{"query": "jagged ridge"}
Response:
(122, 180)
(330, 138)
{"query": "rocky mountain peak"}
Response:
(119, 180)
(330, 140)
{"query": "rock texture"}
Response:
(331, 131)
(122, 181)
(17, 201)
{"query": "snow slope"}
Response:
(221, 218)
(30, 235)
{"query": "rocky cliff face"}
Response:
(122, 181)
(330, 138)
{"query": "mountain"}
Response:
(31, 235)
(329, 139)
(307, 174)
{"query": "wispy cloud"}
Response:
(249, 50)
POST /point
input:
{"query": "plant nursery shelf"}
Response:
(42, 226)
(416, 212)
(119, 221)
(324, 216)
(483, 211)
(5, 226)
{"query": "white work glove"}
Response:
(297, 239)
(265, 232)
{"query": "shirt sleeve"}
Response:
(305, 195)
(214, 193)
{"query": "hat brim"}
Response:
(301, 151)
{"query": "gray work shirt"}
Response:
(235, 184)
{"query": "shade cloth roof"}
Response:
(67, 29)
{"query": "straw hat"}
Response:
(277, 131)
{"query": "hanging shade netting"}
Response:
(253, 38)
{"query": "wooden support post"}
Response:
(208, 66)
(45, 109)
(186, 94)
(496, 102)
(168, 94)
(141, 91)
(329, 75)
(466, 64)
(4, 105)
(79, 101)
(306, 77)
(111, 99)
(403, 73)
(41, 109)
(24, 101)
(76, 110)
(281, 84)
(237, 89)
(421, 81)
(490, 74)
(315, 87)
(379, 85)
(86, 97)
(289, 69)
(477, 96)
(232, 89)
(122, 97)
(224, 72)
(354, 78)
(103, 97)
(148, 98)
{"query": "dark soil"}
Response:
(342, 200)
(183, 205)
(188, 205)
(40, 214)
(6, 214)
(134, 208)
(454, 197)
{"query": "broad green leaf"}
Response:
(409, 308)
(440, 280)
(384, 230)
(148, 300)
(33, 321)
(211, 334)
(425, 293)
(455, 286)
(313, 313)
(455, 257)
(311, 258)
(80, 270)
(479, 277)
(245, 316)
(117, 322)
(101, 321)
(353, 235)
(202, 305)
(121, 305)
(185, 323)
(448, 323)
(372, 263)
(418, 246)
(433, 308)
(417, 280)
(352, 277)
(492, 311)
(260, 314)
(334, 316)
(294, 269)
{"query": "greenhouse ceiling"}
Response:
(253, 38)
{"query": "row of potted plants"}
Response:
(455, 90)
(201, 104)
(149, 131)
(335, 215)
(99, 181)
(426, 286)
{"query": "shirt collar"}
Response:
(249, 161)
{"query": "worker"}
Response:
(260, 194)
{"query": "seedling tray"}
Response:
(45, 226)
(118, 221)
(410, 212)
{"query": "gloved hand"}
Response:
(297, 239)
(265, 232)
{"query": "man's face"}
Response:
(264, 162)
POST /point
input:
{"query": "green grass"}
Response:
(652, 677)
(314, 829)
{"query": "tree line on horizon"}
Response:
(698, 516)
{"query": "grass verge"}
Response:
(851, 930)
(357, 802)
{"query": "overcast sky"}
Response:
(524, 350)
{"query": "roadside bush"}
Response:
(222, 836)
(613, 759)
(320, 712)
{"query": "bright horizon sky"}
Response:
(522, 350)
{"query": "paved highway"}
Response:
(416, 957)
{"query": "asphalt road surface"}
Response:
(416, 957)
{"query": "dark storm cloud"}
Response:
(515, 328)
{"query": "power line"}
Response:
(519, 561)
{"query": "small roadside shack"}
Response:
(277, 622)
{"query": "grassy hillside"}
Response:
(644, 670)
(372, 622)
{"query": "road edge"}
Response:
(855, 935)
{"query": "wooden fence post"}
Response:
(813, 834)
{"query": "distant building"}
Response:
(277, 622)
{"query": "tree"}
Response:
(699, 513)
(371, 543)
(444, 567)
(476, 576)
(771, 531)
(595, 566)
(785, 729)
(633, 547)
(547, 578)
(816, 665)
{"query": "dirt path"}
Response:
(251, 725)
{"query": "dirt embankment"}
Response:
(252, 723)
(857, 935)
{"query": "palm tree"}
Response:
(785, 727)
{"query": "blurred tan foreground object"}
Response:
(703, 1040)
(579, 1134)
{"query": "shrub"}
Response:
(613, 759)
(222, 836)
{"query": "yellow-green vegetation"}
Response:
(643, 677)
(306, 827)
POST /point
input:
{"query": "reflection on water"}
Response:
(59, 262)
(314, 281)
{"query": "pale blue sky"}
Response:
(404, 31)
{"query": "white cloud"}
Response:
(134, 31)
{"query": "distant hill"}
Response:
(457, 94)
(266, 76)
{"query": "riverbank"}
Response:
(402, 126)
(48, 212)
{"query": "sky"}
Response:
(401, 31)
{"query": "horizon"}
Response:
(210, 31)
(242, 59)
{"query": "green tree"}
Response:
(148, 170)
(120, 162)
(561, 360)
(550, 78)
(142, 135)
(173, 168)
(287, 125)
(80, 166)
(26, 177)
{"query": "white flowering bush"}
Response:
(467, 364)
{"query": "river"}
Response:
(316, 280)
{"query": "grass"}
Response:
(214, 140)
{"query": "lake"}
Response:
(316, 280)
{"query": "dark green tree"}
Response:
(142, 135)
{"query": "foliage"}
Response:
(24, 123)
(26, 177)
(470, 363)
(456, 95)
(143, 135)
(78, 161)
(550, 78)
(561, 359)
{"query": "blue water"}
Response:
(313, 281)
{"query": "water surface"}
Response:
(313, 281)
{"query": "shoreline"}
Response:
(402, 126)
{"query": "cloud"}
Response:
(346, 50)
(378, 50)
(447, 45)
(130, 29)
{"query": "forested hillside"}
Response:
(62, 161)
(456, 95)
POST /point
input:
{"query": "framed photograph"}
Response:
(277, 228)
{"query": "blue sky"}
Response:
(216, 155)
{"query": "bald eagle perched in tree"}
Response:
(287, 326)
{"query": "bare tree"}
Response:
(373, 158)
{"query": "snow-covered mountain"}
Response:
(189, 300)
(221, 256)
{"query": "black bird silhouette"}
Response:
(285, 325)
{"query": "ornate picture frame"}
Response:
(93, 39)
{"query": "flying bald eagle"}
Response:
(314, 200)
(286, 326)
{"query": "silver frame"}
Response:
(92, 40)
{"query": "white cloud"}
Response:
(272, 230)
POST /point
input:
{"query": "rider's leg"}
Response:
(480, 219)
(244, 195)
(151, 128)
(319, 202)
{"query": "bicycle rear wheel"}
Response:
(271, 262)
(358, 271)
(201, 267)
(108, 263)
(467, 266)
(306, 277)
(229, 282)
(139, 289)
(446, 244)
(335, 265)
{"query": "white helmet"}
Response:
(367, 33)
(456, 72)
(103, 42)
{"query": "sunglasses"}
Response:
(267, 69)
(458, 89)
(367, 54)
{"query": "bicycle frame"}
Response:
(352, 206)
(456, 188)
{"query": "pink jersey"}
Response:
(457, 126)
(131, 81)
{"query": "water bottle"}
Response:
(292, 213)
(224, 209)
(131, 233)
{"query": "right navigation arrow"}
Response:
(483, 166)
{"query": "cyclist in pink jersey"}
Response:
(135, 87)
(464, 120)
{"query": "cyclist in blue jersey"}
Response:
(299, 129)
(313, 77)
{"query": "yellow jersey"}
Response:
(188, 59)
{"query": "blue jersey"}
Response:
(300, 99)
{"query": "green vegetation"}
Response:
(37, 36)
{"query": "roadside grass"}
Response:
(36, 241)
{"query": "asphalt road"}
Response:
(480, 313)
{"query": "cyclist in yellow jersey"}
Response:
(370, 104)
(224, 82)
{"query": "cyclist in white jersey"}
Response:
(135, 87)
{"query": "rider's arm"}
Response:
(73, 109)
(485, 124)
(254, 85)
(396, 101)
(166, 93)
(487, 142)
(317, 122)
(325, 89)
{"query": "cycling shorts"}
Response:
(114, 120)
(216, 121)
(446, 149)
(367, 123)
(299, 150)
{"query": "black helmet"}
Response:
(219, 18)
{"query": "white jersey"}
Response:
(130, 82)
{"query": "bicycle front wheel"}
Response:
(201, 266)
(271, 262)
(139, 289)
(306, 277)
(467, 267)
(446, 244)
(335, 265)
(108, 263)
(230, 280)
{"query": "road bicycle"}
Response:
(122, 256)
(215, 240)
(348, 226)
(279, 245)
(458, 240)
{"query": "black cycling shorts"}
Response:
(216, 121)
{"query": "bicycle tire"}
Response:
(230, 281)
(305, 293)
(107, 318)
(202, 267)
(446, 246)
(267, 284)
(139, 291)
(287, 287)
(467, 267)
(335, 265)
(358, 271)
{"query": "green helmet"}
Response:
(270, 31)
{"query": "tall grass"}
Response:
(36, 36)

※ ※ ※

- [Written problem] Find each line in the rows above that contains the word "black" and copy those lines out in full.

- [Full output]
{"query": "black bird silhouette"}
{"query": "black helmet"}
{"query": "black cycling shorts"}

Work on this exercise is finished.